### DATASET EXCERPTS ###
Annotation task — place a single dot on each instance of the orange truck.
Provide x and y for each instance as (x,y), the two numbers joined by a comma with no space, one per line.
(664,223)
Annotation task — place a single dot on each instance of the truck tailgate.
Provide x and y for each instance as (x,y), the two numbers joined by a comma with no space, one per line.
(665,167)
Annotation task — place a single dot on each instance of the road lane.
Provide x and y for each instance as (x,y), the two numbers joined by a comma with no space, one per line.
###
### DATASET EXCERPTS ###
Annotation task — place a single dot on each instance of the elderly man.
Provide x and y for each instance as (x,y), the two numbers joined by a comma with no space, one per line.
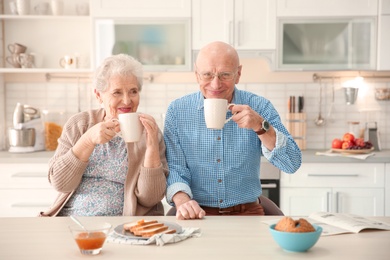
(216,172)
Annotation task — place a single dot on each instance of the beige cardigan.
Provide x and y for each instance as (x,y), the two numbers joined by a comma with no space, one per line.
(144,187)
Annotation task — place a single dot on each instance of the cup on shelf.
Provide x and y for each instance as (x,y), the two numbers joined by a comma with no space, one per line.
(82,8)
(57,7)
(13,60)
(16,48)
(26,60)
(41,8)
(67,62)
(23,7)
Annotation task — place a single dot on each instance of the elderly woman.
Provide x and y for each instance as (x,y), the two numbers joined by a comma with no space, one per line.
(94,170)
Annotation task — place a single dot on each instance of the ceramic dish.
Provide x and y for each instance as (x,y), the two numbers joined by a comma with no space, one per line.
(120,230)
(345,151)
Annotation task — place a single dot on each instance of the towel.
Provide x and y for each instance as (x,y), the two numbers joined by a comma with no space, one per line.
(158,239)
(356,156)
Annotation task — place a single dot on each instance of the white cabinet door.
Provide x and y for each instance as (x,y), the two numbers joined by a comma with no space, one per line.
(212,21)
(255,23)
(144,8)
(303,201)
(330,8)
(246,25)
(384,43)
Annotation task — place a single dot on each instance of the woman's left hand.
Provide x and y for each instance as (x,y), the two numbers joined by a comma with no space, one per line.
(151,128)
###
### DATASET EXCERPTS ###
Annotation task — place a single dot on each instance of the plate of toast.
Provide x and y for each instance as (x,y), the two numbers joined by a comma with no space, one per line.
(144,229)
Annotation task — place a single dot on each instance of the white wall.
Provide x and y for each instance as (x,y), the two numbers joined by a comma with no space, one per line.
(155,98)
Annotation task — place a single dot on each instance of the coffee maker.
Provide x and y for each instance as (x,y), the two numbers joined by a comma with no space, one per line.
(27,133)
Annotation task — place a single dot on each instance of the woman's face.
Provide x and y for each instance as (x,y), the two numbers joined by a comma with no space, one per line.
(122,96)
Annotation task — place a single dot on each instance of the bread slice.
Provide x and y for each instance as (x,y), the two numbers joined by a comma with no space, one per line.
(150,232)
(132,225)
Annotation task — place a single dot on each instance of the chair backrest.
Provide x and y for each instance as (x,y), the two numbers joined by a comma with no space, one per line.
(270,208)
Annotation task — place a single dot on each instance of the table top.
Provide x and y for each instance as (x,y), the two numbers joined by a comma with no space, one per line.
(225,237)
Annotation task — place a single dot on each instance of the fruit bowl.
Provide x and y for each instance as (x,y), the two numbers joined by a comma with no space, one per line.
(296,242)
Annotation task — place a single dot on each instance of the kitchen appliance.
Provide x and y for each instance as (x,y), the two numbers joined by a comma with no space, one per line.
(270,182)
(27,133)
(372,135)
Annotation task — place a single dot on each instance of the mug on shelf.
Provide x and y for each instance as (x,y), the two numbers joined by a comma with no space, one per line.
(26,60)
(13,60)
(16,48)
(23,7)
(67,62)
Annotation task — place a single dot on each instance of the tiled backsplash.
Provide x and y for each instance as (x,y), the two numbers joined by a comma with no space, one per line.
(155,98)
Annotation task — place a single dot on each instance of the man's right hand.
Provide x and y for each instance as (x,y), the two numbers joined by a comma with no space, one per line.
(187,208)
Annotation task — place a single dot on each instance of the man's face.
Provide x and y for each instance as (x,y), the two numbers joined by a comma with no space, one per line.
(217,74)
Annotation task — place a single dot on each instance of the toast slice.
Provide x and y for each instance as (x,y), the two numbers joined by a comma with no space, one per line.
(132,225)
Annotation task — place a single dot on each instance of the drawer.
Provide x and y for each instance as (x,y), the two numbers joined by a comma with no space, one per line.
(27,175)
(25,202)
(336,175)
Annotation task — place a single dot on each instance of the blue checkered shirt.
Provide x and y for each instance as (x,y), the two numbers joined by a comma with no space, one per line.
###
Copy each line from the items above that contains the word "shelf". Case counts.

◆ EXPECTED OUTPUT:
Annotation task — place a single dot on each instance of the cup on shelf.
Annotation task — place a single dot on each instance of the mug on shelf.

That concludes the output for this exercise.